[Start of section]

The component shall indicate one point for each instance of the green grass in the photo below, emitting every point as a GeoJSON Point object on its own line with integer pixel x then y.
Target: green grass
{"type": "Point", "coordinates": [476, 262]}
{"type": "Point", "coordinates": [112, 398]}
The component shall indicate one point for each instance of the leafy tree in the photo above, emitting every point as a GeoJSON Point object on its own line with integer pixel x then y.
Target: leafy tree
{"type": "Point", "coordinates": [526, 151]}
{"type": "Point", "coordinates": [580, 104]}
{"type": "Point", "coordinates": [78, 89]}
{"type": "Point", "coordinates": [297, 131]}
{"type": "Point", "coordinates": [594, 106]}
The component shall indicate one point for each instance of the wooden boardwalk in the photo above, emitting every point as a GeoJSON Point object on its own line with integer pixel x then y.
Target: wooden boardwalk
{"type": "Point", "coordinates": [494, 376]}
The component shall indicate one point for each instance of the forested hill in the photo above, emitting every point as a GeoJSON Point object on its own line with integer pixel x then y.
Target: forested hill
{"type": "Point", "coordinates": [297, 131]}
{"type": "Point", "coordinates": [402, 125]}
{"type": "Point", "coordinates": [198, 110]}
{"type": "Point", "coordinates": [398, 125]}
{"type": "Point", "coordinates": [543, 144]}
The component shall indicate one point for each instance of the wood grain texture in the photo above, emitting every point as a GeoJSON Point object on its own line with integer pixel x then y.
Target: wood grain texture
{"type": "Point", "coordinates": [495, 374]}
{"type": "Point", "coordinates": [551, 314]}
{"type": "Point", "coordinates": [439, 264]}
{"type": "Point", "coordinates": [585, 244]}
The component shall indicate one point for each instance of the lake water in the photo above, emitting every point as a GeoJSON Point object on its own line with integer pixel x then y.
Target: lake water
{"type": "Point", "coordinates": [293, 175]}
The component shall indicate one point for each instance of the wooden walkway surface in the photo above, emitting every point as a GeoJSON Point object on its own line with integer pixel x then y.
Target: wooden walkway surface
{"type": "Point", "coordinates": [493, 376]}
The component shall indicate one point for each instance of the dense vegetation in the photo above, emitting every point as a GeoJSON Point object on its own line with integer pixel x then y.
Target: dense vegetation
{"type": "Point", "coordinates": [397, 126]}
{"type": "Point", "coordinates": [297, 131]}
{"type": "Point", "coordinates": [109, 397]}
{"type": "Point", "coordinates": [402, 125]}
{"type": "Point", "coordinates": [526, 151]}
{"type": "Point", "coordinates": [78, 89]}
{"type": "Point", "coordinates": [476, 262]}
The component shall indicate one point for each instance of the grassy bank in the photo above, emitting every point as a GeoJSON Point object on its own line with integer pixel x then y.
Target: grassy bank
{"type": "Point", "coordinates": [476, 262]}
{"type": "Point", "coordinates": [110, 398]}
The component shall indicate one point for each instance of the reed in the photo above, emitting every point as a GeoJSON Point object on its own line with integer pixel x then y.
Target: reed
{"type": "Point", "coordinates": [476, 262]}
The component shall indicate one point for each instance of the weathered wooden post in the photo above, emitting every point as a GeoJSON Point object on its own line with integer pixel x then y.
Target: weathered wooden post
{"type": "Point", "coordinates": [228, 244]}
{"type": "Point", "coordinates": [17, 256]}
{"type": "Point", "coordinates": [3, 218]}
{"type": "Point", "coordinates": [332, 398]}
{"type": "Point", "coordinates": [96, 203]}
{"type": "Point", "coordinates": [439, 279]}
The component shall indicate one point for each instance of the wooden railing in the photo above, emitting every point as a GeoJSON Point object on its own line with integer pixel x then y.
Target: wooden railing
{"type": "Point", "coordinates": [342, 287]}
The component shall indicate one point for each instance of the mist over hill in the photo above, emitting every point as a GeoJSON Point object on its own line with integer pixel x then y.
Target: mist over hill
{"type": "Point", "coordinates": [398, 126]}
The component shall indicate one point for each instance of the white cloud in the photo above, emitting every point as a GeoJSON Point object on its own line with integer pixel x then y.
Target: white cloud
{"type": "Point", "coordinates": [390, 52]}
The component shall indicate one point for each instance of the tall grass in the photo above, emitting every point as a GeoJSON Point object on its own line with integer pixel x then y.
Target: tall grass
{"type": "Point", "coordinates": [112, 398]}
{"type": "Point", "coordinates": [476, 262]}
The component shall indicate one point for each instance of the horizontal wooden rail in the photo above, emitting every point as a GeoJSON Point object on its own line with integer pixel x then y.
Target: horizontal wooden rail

[End of section]

• **PROBLEM STATEMENT**:
A complete, exact transcription of the records is needed.

• **TASK OUTPUT**:
The component shall indicate one point for each instance of the green grass in the photo below, emitting every point as a GeoJSON Point object on its own line with integer pixel x then y.
Target: green grass
{"type": "Point", "coordinates": [476, 262]}
{"type": "Point", "coordinates": [112, 398]}
The component shall indicate one point for each instance of the leafy tree in the photo above, emitting every point as a GeoJSON Point object on its own line with integer pixel x then y.
Target: leafy tree
{"type": "Point", "coordinates": [526, 151]}
{"type": "Point", "coordinates": [580, 104]}
{"type": "Point", "coordinates": [78, 89]}
{"type": "Point", "coordinates": [297, 131]}
{"type": "Point", "coordinates": [594, 106]}
The component shall indicate one point for each instance of the wooden boardwalk in the photo above, emitting every point as a GeoJSON Point object on its own line with integer pixel x then y.
Target: wooden boardwalk
{"type": "Point", "coordinates": [494, 376]}
The component shall indicate one point for each instance of the forested hill in the photo above, emitting every point as a GeoJSON Point object on its own line with integer pixel x then y.
Target: forested hill
{"type": "Point", "coordinates": [297, 131]}
{"type": "Point", "coordinates": [402, 125]}
{"type": "Point", "coordinates": [198, 110]}
{"type": "Point", "coordinates": [398, 125]}
{"type": "Point", "coordinates": [543, 144]}
The component shall indicate one point for each instance of the wood grain texture in the photo above, emitting every point as a GeoJSON Point object on its own line with integer pixel x then y.
Target: wood grain texture
{"type": "Point", "coordinates": [495, 374]}
{"type": "Point", "coordinates": [551, 314]}
{"type": "Point", "coordinates": [439, 264]}
{"type": "Point", "coordinates": [585, 244]}
The component shall indicate one point for each instance of the lake water in the photo above, emitting every point as a GeoJSON Point object on its own line with integer pixel x then y.
Target: lake water
{"type": "Point", "coordinates": [293, 175]}
The component shall indicate one point for each instance of the wooden walkway surface in the photo above, emitting every point as a GeoJSON Point object on its own line with integer pixel x then y.
Target: wooden walkway surface
{"type": "Point", "coordinates": [493, 376]}
The component shall indicate one point for each instance of the dense vegetation in the photo above, emitting every point as a GeoJSON Point object on its own line with integer pixel x then y.
Target: dense vegetation
{"type": "Point", "coordinates": [397, 126]}
{"type": "Point", "coordinates": [297, 131]}
{"type": "Point", "coordinates": [109, 397]}
{"type": "Point", "coordinates": [402, 125]}
{"type": "Point", "coordinates": [526, 151]}
{"type": "Point", "coordinates": [78, 89]}
{"type": "Point", "coordinates": [476, 262]}
The component shall indicate one point for each instance of the grassy bank in the photo above, emitting every point as a GeoJSON Point object on its own line with integer pixel x then y.
Target: grassy bank
{"type": "Point", "coordinates": [476, 262]}
{"type": "Point", "coordinates": [110, 398]}
The component shall indicate one point for each instance of the reed in the photo above, emitting every point as a GeoJSON Point object on its own line with integer pixel x then y.
Target: reed
{"type": "Point", "coordinates": [476, 262]}
The component shall indicate one point for each instance of the weathered wooden post in the photo above, emitting every point as a GeoJSON Point object on its own line with integer pixel x then y.
Target: weathered wooden post
{"type": "Point", "coordinates": [228, 244]}
{"type": "Point", "coordinates": [17, 256]}
{"type": "Point", "coordinates": [3, 218]}
{"type": "Point", "coordinates": [332, 398]}
{"type": "Point", "coordinates": [96, 203]}
{"type": "Point", "coordinates": [439, 279]}
The component shall indicate one point for each instance of the wooden railing in the photo above, emitting every point as a GeoJSON Point object on its own line with integer pixel x then y.
Target: wooden railing
{"type": "Point", "coordinates": [342, 287]}
The component shall indicate one point for each instance of the mist over hill in the photo above, emitting every point as a GeoJSON Point object on its own line with integer pixel x then y.
Target: mist over hill
{"type": "Point", "coordinates": [398, 126]}
The component shall indicate one point for each instance of the white cloud in the photo above, emitting every point as a GeoJSON Point object on its own line with integer pixel x then y.
Target: white cloud
{"type": "Point", "coordinates": [390, 52]}
The component shall indicate one point for each instance of the tall grass in the photo above, emitting every point as a GeoJSON Point object on its own line with integer pixel x then y.
Target: tall grass
{"type": "Point", "coordinates": [112, 398]}
{"type": "Point", "coordinates": [476, 262]}
The component shall indicate one point for each instance of the horizontal wooden rail in the photo above, emitting every point as a GeoJSON Point object on its own line with integer pixel x then y.
Target: horizontal wooden rail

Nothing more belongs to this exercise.